[Outline annotation records]
───

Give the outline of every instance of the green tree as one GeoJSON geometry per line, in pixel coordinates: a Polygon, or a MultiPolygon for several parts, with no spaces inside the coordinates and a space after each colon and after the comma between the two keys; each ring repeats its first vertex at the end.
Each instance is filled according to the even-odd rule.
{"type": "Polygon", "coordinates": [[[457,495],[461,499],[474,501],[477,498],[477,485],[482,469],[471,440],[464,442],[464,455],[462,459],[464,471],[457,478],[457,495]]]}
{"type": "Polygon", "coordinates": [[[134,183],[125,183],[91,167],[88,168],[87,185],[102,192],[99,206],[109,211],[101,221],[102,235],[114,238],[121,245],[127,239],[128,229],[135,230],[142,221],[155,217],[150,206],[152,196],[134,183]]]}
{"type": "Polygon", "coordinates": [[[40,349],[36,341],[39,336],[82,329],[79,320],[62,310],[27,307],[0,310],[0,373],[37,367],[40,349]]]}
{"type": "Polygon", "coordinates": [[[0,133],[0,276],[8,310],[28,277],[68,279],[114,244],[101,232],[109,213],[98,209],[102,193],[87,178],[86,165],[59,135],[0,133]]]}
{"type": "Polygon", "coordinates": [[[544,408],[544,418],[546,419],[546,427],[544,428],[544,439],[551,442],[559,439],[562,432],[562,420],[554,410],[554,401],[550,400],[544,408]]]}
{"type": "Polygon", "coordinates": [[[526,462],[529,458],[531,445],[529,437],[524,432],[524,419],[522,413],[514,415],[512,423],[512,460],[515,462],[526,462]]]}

───

[To be done] Reproduce each of the records above verbatim, line for line, without altering any character.

[Solution to this problem]
Give the outline of every instance of the green tree as one GeoJSON geometry per line, in pixel coordinates: a Polygon, or a MultiPolygon for several parts, with no spaces inside the coordinates and a space after each colon and after the comma between the two keys; each ring repeats its first vertex at the end.
Each instance is filled according to the even-odd rule.
{"type": "Polygon", "coordinates": [[[457,495],[461,499],[474,501],[477,498],[477,485],[482,469],[471,440],[464,442],[464,455],[462,459],[464,471],[457,478],[457,495]]]}
{"type": "Polygon", "coordinates": [[[134,183],[125,183],[91,167],[88,168],[87,185],[102,192],[99,206],[109,211],[101,221],[102,235],[114,238],[121,245],[127,239],[128,229],[135,230],[142,221],[155,217],[150,206],[152,196],[134,183]]]}
{"type": "Polygon", "coordinates": [[[40,349],[36,341],[39,336],[82,329],[79,320],[62,310],[27,307],[0,310],[0,373],[37,367],[40,349]]]}
{"type": "Polygon", "coordinates": [[[0,133],[0,276],[8,310],[28,277],[68,279],[114,244],[101,232],[109,213],[98,209],[102,193],[87,178],[86,165],[59,135],[0,133]]]}
{"type": "Polygon", "coordinates": [[[544,408],[544,418],[546,419],[546,427],[544,428],[544,439],[551,442],[559,439],[562,432],[562,420],[554,410],[554,401],[550,400],[544,408]]]}
{"type": "Polygon", "coordinates": [[[526,462],[529,458],[531,445],[529,437],[524,432],[524,419],[522,413],[514,415],[512,423],[512,460],[515,462],[526,462]]]}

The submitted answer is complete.